Point-based annotation data:
============================================================
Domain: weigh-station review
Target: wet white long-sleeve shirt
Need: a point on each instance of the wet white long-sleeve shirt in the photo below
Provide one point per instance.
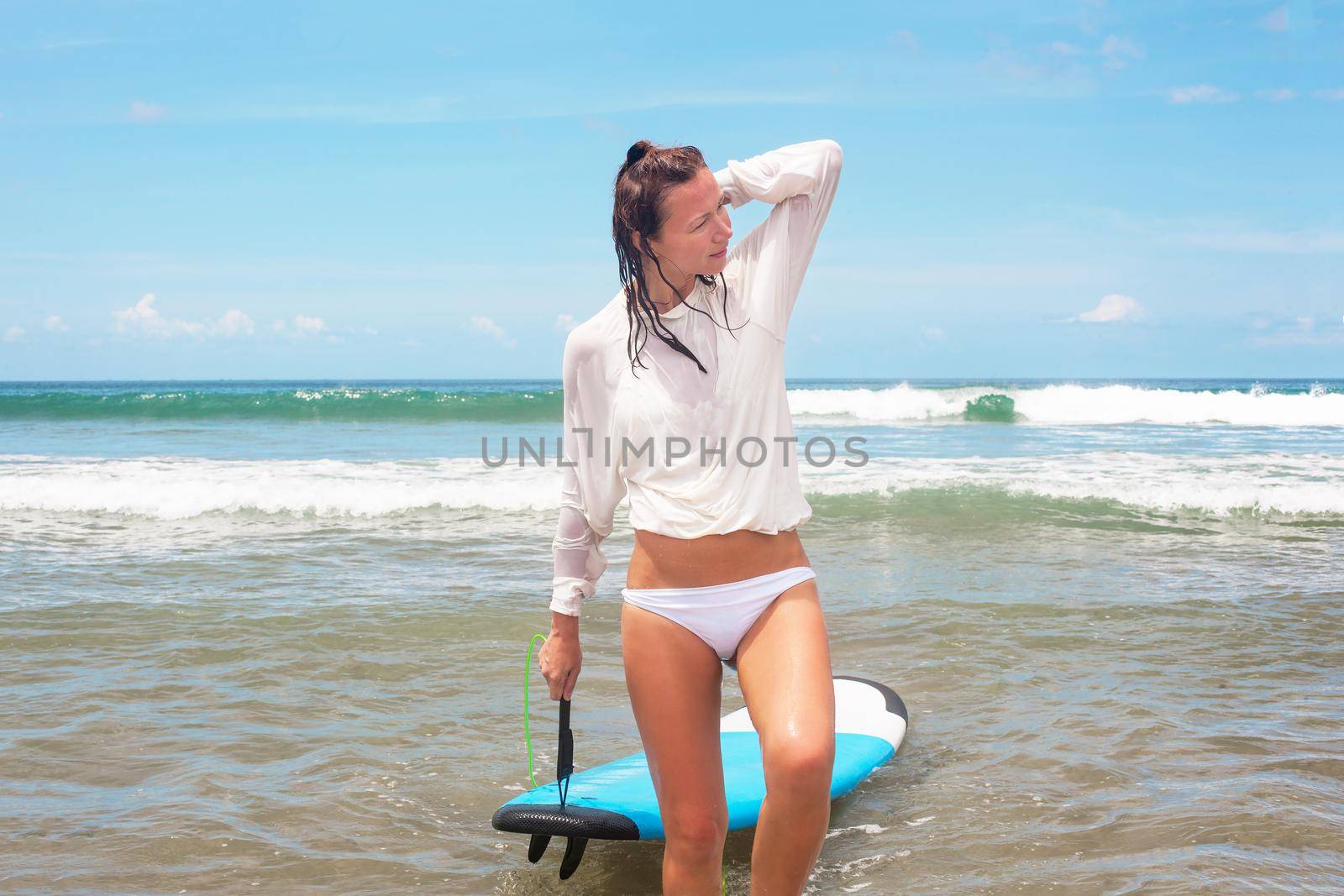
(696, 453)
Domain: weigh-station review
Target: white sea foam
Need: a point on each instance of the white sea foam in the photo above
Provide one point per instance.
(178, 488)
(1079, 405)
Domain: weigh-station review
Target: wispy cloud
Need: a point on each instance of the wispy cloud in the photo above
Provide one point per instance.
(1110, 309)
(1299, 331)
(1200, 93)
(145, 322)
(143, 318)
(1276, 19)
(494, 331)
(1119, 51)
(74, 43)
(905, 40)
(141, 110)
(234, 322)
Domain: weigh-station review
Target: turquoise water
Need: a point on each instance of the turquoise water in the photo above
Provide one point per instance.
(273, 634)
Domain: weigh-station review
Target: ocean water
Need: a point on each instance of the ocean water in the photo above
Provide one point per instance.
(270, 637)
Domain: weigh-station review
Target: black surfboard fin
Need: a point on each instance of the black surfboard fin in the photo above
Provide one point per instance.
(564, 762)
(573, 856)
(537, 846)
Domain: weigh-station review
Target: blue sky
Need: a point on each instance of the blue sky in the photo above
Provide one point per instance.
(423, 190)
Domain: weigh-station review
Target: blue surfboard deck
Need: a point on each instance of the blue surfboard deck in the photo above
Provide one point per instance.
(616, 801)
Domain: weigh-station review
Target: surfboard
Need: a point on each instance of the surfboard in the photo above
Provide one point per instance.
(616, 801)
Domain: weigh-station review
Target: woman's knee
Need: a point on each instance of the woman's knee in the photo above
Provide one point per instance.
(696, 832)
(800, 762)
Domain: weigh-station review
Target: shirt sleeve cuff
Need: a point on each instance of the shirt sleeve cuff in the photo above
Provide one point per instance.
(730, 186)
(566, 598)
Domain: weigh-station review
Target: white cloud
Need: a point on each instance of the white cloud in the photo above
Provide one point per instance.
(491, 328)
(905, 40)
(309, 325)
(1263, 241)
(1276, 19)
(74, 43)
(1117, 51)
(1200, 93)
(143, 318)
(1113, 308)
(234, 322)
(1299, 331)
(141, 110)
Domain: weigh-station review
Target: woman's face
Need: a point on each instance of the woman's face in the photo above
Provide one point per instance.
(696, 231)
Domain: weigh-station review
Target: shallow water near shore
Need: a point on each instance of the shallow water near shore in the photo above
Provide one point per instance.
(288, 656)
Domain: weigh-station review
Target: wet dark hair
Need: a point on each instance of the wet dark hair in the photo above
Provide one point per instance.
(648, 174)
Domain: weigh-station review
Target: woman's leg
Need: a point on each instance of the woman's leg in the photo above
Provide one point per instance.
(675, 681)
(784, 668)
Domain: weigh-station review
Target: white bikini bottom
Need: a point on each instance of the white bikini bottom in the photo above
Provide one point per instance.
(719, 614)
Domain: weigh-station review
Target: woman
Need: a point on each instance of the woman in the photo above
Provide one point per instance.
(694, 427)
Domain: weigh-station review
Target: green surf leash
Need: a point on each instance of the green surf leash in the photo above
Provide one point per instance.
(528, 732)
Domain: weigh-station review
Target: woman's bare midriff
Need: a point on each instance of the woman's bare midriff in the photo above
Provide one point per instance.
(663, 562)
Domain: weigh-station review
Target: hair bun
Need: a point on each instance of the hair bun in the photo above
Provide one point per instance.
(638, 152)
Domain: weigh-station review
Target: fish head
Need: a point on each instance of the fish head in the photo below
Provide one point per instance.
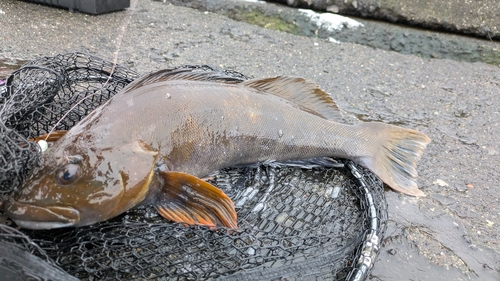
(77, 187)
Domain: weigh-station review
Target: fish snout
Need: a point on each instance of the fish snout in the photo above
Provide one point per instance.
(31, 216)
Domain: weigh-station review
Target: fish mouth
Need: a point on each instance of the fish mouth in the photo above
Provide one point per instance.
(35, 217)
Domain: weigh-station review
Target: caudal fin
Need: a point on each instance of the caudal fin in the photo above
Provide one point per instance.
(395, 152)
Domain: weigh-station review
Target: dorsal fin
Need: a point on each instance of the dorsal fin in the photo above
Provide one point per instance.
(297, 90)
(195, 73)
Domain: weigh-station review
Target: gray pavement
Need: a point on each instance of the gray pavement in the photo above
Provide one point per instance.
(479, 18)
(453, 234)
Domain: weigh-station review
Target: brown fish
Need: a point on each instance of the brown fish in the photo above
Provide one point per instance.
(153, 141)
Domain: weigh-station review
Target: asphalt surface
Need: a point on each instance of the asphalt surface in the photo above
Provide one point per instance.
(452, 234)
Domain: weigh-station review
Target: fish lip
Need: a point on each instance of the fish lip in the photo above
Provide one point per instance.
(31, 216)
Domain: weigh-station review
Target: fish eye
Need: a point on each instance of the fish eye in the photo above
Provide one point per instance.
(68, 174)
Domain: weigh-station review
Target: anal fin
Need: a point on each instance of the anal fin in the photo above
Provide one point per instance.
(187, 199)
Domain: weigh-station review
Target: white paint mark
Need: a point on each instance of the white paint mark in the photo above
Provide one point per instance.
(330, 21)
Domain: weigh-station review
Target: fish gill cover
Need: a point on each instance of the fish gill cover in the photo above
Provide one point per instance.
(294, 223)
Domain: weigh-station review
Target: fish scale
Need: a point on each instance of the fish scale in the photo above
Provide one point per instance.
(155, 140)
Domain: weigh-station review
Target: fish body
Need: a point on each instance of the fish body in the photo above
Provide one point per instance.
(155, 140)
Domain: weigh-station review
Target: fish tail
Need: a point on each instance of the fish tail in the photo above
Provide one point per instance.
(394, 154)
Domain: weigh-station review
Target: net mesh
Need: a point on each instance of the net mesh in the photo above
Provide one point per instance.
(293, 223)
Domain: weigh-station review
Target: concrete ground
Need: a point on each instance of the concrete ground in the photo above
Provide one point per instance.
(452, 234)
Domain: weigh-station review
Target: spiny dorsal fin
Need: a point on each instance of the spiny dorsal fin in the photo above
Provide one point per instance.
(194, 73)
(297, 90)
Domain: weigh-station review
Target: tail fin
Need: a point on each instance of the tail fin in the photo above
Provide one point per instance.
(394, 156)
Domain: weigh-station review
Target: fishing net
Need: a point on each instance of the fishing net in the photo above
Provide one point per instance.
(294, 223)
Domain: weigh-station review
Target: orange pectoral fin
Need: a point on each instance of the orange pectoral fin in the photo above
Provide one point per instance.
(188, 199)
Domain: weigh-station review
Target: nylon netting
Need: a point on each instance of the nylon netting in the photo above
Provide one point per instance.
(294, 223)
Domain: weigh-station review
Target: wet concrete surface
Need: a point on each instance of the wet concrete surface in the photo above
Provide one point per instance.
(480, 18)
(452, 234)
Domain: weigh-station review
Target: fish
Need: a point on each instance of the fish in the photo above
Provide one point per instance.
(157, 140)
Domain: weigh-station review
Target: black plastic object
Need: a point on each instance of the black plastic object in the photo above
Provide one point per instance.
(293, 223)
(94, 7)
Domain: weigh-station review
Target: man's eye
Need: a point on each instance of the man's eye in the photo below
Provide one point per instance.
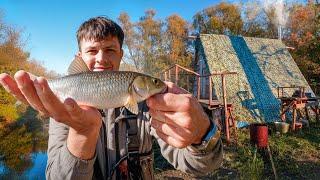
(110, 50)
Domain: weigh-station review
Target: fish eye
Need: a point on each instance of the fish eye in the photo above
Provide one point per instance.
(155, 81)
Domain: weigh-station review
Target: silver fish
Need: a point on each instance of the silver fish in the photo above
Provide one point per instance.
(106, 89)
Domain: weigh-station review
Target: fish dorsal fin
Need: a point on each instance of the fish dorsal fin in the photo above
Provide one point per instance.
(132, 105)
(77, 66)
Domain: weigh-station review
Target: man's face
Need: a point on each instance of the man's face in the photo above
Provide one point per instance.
============================================================
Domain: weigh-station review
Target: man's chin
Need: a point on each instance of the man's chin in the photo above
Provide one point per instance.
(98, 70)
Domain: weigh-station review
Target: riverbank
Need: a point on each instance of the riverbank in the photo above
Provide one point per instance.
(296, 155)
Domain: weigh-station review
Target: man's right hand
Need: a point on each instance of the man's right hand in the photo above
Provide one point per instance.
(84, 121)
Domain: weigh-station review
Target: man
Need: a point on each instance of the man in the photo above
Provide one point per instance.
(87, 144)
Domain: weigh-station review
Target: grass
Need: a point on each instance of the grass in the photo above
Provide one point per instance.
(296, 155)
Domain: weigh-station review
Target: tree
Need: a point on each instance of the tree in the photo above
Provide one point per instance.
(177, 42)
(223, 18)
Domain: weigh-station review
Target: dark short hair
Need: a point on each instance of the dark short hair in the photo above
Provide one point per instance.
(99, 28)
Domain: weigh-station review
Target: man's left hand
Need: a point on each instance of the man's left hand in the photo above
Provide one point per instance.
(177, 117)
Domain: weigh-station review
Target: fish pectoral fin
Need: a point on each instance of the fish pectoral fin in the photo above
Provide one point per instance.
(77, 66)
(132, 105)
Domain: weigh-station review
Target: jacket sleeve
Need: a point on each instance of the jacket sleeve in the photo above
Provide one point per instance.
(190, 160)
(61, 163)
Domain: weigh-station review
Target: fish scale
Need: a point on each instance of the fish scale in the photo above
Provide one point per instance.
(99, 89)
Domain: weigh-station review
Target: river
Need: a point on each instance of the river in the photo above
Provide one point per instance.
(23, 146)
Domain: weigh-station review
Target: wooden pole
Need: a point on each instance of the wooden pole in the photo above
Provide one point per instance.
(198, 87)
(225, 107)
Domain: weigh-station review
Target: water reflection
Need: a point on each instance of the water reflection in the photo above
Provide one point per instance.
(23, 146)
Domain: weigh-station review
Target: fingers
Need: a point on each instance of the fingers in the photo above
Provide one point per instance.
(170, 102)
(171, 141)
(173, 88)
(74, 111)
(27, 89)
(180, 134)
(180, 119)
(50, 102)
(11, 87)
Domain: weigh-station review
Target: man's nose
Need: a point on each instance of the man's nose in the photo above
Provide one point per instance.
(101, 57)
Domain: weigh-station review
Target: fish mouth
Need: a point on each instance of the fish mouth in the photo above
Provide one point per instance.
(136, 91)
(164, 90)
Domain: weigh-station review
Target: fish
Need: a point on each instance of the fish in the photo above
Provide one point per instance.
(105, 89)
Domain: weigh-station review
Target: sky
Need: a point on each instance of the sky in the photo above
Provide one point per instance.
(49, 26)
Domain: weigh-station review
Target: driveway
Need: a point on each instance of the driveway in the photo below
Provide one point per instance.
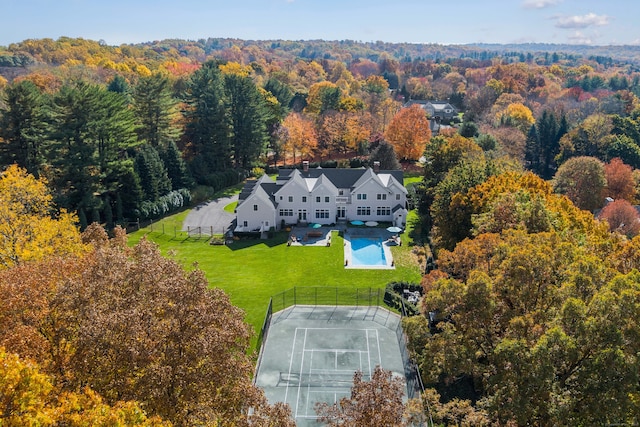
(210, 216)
============================================================
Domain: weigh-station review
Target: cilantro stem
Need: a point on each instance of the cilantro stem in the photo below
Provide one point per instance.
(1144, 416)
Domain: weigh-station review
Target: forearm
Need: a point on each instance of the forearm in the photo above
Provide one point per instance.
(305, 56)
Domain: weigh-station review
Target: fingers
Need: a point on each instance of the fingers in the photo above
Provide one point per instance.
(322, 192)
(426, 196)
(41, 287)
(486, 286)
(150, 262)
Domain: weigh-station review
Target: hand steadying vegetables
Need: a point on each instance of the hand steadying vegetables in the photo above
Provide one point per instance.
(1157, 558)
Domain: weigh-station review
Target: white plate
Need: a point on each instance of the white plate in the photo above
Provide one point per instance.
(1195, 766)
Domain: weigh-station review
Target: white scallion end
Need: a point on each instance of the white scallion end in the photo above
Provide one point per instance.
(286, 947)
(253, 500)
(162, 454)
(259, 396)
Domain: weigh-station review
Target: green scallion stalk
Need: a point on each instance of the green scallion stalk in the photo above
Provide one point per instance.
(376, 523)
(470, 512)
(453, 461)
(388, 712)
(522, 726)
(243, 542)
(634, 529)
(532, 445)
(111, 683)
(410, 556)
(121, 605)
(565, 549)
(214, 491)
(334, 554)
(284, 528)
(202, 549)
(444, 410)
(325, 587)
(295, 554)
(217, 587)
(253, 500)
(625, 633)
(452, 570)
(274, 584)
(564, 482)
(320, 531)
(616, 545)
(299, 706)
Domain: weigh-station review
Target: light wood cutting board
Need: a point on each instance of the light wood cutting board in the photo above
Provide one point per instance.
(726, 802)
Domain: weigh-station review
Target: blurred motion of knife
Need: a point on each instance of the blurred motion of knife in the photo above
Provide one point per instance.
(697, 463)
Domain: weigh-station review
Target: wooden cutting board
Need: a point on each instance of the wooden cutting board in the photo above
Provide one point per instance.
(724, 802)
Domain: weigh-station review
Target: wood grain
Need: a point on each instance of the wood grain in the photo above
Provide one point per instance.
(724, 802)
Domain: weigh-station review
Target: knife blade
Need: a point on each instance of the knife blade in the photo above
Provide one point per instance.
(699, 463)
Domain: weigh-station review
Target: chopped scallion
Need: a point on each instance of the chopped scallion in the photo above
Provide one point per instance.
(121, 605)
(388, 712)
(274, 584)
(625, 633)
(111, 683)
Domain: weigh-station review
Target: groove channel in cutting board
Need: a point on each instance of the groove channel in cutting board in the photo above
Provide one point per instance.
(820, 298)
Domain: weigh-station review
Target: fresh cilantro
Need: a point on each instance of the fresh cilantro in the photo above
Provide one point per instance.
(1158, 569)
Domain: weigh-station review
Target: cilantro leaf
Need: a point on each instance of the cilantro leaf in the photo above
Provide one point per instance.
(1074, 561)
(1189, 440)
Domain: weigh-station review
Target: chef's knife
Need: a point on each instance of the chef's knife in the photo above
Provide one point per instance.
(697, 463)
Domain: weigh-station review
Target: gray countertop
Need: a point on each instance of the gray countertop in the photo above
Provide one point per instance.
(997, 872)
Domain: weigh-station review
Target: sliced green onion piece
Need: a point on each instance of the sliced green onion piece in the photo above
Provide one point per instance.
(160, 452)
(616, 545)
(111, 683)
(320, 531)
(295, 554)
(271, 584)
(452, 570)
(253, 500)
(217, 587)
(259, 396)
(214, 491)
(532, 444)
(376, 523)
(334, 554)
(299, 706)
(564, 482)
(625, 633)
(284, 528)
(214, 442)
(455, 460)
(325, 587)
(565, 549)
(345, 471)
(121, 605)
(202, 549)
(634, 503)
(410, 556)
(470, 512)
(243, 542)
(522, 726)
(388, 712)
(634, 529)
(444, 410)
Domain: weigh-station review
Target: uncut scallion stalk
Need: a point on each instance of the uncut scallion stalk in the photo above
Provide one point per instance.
============================================================
▶ _Written task_:
Identify each line in the records containing the string "brown" and copy every such line.

▶ _Exercise output_:
Target: brown fish
Need: a point on each instance of the brown fish in the photo above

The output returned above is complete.